* **Given task a**
List every calendar date that appears in the decision below.

* **Excerpted text**

◇ ◇ ◇

Tribunal File Number: 16-003674/AABS
Case Name: 16-003674 v Aviva Canada Inc.
In the matter of an Application pursuant to subsection 280(2) of the Insurance Act, RSO 1990, c. I.8, in relation to statutory accident benefits
Between:
J. T.
Applicant
and
Aviva Canada Inc.
Respondent
DECISION
ADJUDICATOR: Rebecca Hines
APPEARANCES:
For the Applicant: R. Tally Vanounou, Counsel
For the Respondent: Marnie E. Miller, Counsel
HEARD: Written Hearing: March 15, 2017
BACKGROUND/OVERVIEW:
1This dispute involves an off-road vehicle operated on private property. The applicant was injured in an all-terrain vehicle (“ATV”) incident on July 11, 2015, while he was a guest at a property in rural Ontario. He attended the property with his friend and his friend’s parents, G.E. and L.S. (“Family A”), who had recently purchased the property from R.H. and S.H. (“Family B”). He suffered significant injuries and applied for accident benefits, under his father’s insurance policy to Aviva Canada Inc. (the “respondent”) under the Statutory Accident Benefit Schedule – Effective September 1, 2010 (the “Schedule”).

◇ ◇ ◇

* **Given task b**
Rescale the entries below by writing all their lines again, requests included, with every coordinate in the answers multiplied by 2.35 and rounded to a whole number, halves rounded up. Leave the coordinates in the requests and their sample format unchanged, and omit the pictures.

◇ ◇ ◇

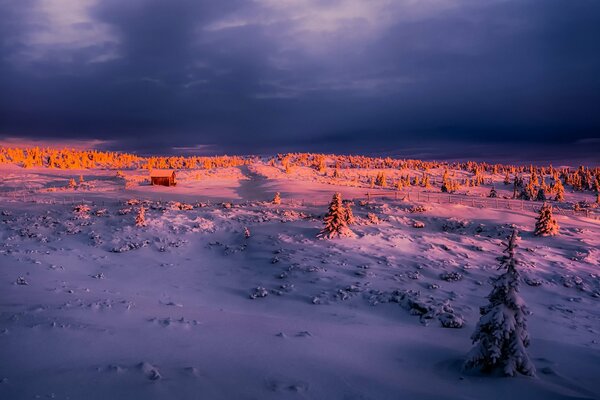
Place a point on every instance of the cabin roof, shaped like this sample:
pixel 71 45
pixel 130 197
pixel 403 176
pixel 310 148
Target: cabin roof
pixel 161 173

◇ ◇ ◇

* **Worked solution a**
March 15, 2017
July 11, 2015
September 1, 2010

* **Worked solution b**
Place a point on every instance of the cabin roof, shaped like this sample:
pixel 71 45
pixel 130 197
pixel 403 176
pixel 310 148
Target: cabin roof
pixel 378 407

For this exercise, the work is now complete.